→ **Task requirements**
Quote the abstract below in full, word for word. Leave out the listing that comes after it.

→ **Exercise passage**
>>>

ABSTRACT

In the context of the shift from identity tourism (Chapter 2) to body trafficking (Chapter 6), there is even greater concern about the inability to control (bodies within) virtual worlds. However, this should not generate a special kind of anxiety. Instead, medicalized cyberspace should be seen as reconstituting traditional questions about control, the individual and the state. Moreover, it is necessary to take into account that these processes of transforming bodies are imbued with moral narratives that imply a dubious obligation of fear. On this matter, we again urge caution over claims that would reinforce the rhetoric of moral panic about these developments. The two sets of claims about partial prostitution – that medicalized cyberspace is inherently a commodification of body parts and products and that it invokes particular kinds of moral expectations that are often founded in imagined media events or non-media events – give rise to discussions about what rights one ought to have in cyberspace. Should people be permitted to trade their bodies, identities or, indeed, their genes online? Are there specific kinds of regulations that ought to ensue within virtual worlds over this kind of practice? Alternatively, are the bioethical implications of such services different from those of non-cyber medicine, warranting a revision to both the legal structures and the ethical frameworks that govern the development of such facilities? In short, can we argue on behalf of a virtual exceptionalism to how bioethics is dealt with within cyberspace?

<<<

→ **Supplied entries**
>>>

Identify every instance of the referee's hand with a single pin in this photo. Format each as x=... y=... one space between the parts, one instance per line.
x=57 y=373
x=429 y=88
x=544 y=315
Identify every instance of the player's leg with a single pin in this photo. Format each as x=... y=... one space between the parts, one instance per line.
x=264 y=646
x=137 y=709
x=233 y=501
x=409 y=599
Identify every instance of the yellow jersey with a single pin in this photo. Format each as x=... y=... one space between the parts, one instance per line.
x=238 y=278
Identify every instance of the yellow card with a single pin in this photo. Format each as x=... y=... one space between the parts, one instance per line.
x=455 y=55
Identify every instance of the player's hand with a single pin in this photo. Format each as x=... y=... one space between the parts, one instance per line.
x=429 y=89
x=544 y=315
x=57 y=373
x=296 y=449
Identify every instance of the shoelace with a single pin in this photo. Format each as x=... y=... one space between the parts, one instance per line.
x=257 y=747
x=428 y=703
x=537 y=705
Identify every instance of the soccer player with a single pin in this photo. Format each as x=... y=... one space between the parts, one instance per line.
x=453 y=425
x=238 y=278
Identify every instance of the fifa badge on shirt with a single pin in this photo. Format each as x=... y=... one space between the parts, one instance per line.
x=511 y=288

<<<

→ **Response**
ABSTRACT

In the context of the shift from identity tourism (Chapter 2) to body trafficking (Chapter 6), there is even greater concern about the inability to control (bodies within) virtual worlds. However, this should not generate a special kind of anxiety. Instead, medicalized cyberspace should be seen as reconstituting traditional questions about control, the individual and the state. Moreover, it is necessary to take into account that these processes of transforming bodies are imbued with moral narratives that imply a dubious obligation of fear. On this matter, we again urge caution over claims that would reinforce the rhetoric of moral panic about these developments. The two sets of claims about partial prostitution – that medicalized cyberspace is inherently a commodification of body parts and products and that it invokes particular kinds of moral expectations that are often founded in imagined media events or non-media events – give rise to discussions about what rights one ought to have in cyberspace. Should people be permitted to trade their bodies, identities or, indeed, their genes online? Are there specific kinds of regulations that ought to ensue within virtual worlds over this kind of practice? Alternatively, are the bioethical implications of such services different from those of non-cyber medicine, warranting a revision to both the legal structures and the ethical frameworks that govern the development of such facilities? In short, can we argue on behalf of a virtual exceptionalism to how bioethics is dealt with within cyberspace?